GIVEN TEXT>
* Begin *

In [4]:
import findspark
# Now import PySpark and use it
from pyspark.sql import SparkSession

In [5]:
findspark.init()

In [6]:
# Create SparkSession
spark = SparkSession.builder.appName("HighOrderFunctionSession").getOrCreate()

In [1]:
# In Python
from pyspark.sql.types import *

In [2]:
schema = StructType([StructField("celsius", ArrayType(IntegerType()))])

In [3]:
schema

StructType([StructField('celsius', ArrayType(IntegerType(), True), True)])

In [7]:
t_list = [[35, 36, 32, 30, 40, 42, 38]], [[31, 32, 34, 55, 56]]
t_c = spark.createDataFrame(t_list, schema)
t_c.createOrReplaceTempView("tC")

In [8]:
t_c.show()

+--------------------+
|             celsius|
+--------------------+
|[35, 36, 32, 30, ...|
|[31, 32, 34, 55, 56]|
+--------------------+



## Transform

In [9]:
# // In Scala/Python
#  // Calculate Fahrenheit from Celsius for an array of temperatures
spark.sql("""
SELECT celsius, transform(celsius, t -> ((t * 9) div 5) + 32) as fahrenheit 
  FROM tC
 """).show()

* End *

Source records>
* Begin *

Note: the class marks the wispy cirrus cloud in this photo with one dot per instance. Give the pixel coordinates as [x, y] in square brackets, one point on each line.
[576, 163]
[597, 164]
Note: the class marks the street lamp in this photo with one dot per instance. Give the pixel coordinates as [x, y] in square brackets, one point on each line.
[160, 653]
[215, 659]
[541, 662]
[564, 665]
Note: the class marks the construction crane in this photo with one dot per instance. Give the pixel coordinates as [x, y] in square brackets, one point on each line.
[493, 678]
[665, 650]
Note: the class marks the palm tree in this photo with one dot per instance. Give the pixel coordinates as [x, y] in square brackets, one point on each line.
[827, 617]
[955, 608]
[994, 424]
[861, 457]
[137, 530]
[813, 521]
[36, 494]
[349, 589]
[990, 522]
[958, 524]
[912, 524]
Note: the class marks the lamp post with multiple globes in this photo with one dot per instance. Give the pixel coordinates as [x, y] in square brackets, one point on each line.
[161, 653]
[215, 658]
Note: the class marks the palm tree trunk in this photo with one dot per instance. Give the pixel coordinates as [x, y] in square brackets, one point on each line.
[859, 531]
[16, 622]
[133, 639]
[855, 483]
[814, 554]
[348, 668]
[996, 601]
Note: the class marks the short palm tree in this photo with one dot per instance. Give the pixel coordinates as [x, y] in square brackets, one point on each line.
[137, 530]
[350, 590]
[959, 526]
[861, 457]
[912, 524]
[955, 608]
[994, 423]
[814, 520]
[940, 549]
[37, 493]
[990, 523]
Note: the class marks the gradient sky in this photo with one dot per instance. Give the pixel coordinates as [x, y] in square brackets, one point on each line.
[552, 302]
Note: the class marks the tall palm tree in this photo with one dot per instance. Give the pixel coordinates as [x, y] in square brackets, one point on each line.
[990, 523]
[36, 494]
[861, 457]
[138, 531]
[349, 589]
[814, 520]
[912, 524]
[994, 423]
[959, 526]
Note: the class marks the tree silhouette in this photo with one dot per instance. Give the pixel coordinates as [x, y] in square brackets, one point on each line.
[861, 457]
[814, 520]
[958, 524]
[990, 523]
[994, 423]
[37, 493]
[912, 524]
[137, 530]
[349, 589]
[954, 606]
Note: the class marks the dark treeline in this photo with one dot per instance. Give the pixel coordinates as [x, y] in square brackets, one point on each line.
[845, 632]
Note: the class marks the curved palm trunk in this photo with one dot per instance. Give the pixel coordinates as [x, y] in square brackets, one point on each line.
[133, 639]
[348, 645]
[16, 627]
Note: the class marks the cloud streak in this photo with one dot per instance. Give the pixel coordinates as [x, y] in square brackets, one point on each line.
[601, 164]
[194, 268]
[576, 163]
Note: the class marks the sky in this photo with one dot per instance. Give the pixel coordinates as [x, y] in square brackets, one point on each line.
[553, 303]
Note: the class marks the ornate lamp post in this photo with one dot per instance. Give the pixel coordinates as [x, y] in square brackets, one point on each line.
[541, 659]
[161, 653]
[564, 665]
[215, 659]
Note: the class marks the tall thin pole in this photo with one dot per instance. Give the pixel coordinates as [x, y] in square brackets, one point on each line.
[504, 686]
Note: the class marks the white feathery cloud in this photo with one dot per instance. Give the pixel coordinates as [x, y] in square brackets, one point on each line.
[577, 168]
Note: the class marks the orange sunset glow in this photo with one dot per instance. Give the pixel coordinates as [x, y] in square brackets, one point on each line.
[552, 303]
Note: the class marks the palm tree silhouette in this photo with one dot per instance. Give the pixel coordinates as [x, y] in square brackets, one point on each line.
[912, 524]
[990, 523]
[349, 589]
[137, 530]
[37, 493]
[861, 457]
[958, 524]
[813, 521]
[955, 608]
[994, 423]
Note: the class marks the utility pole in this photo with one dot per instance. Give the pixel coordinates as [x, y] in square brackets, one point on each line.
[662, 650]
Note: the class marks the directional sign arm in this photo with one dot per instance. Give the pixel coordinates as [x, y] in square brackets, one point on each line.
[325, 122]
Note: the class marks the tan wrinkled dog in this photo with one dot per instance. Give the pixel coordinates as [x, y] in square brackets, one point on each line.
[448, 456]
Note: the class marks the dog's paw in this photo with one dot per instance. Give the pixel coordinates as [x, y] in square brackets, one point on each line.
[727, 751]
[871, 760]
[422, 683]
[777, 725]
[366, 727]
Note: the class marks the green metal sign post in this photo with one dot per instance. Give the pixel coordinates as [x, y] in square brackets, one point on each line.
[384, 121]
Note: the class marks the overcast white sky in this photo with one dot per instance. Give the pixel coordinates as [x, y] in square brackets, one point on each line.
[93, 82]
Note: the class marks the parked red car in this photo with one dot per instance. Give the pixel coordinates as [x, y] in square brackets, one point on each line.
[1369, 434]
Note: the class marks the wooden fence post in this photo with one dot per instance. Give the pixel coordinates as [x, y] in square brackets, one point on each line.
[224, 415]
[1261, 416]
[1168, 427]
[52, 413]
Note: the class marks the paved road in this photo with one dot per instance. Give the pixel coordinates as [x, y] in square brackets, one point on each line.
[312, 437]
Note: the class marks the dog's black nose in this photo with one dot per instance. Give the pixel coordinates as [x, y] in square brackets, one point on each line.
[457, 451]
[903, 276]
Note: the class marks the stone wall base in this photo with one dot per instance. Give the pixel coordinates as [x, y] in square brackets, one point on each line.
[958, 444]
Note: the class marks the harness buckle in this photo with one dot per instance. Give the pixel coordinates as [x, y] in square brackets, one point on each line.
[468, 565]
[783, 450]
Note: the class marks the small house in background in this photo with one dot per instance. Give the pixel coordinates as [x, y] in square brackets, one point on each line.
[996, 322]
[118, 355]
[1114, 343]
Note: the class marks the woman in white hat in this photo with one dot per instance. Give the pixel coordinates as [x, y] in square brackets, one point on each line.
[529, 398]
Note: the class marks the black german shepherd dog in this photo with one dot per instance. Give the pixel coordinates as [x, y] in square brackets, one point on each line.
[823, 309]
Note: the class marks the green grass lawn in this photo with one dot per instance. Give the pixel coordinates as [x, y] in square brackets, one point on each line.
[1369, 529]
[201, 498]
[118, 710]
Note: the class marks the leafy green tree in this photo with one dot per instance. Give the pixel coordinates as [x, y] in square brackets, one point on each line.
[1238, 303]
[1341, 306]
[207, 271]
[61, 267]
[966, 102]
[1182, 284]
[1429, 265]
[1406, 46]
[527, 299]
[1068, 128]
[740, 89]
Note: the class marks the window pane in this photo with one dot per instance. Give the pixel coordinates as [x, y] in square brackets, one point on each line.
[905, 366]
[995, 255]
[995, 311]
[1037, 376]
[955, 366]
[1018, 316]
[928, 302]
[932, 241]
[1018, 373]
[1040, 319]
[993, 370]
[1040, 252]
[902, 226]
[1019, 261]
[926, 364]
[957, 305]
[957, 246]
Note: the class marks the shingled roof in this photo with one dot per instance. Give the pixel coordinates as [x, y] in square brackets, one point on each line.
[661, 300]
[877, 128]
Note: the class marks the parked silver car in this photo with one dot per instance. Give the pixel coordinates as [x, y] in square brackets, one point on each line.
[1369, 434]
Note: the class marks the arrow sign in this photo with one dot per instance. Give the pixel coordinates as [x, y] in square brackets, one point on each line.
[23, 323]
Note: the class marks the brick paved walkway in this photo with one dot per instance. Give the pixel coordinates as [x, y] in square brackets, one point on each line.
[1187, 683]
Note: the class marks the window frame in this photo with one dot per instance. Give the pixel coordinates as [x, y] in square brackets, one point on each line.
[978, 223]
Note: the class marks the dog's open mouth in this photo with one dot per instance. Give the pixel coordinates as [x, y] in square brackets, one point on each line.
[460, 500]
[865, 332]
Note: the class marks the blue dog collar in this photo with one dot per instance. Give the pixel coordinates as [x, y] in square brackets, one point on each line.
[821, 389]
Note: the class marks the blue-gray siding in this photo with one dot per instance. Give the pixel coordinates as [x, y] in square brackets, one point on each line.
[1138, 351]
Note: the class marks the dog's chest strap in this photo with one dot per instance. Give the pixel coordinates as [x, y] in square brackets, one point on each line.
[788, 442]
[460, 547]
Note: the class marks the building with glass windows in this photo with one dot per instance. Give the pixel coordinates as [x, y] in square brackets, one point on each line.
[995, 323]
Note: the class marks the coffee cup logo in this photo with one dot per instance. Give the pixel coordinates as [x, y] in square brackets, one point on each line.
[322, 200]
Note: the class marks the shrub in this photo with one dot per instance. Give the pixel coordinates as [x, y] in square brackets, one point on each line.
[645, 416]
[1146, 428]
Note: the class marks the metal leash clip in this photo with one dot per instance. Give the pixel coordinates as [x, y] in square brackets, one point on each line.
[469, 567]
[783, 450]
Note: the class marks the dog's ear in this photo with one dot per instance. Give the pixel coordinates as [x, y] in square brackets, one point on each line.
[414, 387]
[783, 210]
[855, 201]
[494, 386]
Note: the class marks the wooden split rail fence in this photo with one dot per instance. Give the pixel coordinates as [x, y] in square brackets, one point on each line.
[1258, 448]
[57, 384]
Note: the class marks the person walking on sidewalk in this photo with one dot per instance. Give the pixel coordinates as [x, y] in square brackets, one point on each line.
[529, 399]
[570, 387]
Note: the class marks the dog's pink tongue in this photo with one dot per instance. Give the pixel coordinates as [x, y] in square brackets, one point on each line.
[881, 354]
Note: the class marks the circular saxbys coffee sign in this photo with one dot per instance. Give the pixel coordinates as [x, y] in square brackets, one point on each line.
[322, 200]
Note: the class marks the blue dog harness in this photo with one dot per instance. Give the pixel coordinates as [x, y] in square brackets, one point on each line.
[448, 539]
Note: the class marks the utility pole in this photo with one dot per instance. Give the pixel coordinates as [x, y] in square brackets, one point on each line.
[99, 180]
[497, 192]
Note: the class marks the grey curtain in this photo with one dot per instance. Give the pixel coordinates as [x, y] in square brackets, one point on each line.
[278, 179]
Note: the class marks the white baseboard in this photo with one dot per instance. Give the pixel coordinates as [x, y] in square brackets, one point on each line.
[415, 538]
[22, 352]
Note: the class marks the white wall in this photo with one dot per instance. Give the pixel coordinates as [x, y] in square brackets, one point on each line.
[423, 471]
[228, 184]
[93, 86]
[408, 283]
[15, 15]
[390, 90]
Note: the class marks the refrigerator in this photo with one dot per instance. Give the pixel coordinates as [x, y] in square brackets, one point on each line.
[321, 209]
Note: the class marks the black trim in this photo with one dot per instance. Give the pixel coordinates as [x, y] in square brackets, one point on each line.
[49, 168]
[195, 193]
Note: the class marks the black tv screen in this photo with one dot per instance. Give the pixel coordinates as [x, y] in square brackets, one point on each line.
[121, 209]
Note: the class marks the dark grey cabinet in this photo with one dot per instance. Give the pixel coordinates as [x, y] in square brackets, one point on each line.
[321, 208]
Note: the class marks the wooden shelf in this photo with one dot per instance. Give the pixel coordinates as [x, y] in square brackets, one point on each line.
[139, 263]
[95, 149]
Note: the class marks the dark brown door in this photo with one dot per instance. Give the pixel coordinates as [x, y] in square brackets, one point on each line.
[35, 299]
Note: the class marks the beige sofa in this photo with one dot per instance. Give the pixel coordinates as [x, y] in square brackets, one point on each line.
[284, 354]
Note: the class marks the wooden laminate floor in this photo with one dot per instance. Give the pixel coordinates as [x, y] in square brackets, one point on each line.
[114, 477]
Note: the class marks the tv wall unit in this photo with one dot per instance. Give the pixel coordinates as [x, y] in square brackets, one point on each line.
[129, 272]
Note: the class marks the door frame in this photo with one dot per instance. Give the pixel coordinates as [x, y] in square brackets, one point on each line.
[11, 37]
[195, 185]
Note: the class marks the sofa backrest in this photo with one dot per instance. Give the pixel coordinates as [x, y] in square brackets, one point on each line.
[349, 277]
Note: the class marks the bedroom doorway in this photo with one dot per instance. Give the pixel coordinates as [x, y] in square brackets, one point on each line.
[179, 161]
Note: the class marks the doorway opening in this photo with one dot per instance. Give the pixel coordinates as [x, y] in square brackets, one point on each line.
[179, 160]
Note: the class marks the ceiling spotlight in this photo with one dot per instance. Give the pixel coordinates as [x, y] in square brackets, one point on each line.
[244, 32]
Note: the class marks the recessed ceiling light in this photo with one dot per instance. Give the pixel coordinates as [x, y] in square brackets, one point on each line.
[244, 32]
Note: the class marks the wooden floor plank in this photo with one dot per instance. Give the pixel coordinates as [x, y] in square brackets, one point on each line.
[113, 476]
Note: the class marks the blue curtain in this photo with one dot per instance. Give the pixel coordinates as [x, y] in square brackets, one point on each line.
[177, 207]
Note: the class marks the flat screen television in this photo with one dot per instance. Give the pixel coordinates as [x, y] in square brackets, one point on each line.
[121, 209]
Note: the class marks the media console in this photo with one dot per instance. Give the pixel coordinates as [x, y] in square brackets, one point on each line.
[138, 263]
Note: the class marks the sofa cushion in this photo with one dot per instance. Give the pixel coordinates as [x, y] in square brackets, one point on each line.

* End *

GOALS>
1/ In the PySpark notebook, what app name is given to the SparkSession?
2/ In the PySpark notebook, why does the SQL query apply transform with the expression ((t * 9) div 5) + 32 to the celsius column?
The listing isn't needed for this work.

FINAL RESULTS>
1/ HighOrderFunctionSession

2/ The query's comment says its purpose is to calculate Fahrenheit from Celsius for an array of temperatures. transform applies that expression to each value t in the celsius array, and the results are returned as the fahrenheit column.